• Source extract:
-*-
Tuesday, 25 June 2013
Aboriginal Land Rights and Other Legislation Amendment Bill 2013, Yunupingu, Dr M
Last Thursday in this chamber, during the time in which we deal with non-controversial legislation, the Aboriginal Land Rights and Other Legislation Amendment Bill 2013 was passed. Tonight I want to provide my contribution to the passage of that legislation. I do so by congratulating the Mirarr people of Kakadu and the Australian government in successfully enabling the handing back of the land of Jabiru township to its traditional owners. That bill signified many things—the government's commitment to recognising Aboriginal people's unique connection to the land, the right of their ownership of that land and their right as traditional owners to protect and manage the land. Importantly, for Indigenous and non-Indigenous alike, it is through the management and protection of that treasured heritage landscape known as Kakadu that this agreement will enable economic advancement and continued development for Indigenous and non-Indigenous stakeholders alike.
Unlike most Western relationships with land, Aboriginal and Torres Strait Islander people have an affinity with particular areas. The traditional owners of a certain area gain their identity from their country. Their cultural identity and connection to the land might flourish in that area. So, without reasonable and legal recognition of that cultural connection to land, Indigenous people have essentially had that identity illegitimately withheld from them. For the Mirarr people, this illegitimate disconnection with their land can now be resolved. Their rightful ownership of Jabiru and the surrounding region will signify a resolve we can all be proud of. The Aboriginal Land Rights and Other Legislation Amendment Bill has seen the Mirarr people and all tiers of government work towards finding a solution. The native title claim that the Mirarr people can now settle with the government through this agreement was the longest running native title claim in the history of the Northern Territory. It is pleasing to note that the opposition supported this legislation, because doing so continues to nurture reconciliation and the important recognition of Indigenous Australians' rights.
-*-
• Listed records:
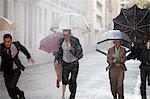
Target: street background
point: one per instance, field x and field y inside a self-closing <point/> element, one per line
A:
<point x="32" y="20"/>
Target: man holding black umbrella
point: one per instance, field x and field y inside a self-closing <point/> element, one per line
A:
<point x="11" y="65"/>
<point x="141" y="51"/>
<point x="70" y="52"/>
<point x="116" y="58"/>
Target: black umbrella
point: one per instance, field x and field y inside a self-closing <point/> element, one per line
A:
<point x="133" y="21"/>
<point x="107" y="39"/>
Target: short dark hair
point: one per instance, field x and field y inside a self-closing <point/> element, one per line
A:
<point x="67" y="30"/>
<point x="7" y="36"/>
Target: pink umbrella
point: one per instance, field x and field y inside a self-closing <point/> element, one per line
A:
<point x="51" y="43"/>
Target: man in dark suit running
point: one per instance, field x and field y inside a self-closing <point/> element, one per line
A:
<point x="11" y="65"/>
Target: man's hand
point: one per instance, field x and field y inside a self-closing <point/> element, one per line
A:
<point x="30" y="60"/>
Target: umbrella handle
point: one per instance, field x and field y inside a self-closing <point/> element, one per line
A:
<point x="101" y="52"/>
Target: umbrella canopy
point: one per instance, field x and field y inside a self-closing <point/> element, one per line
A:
<point x="5" y="24"/>
<point x="51" y="43"/>
<point x="133" y="21"/>
<point x="107" y="39"/>
<point x="75" y="22"/>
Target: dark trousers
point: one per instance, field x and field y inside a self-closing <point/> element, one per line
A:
<point x="11" y="80"/>
<point x="70" y="68"/>
<point x="116" y="76"/>
<point x="145" y="75"/>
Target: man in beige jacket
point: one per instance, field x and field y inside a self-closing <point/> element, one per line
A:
<point x="116" y="58"/>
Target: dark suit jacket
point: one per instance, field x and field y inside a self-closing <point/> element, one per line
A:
<point x="78" y="52"/>
<point x="7" y="60"/>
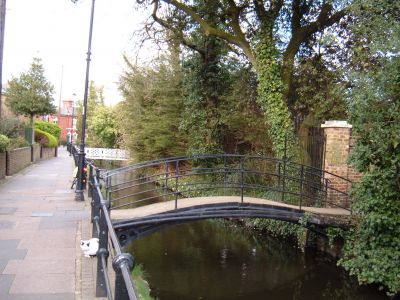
-*-
• Task: In the speech on the Aboriginal land rights bill, which township's land does the bill enable to be handed back to its traditional owners?

• Response: Jabiru township, handed back to the Mirarr people of Kakadu.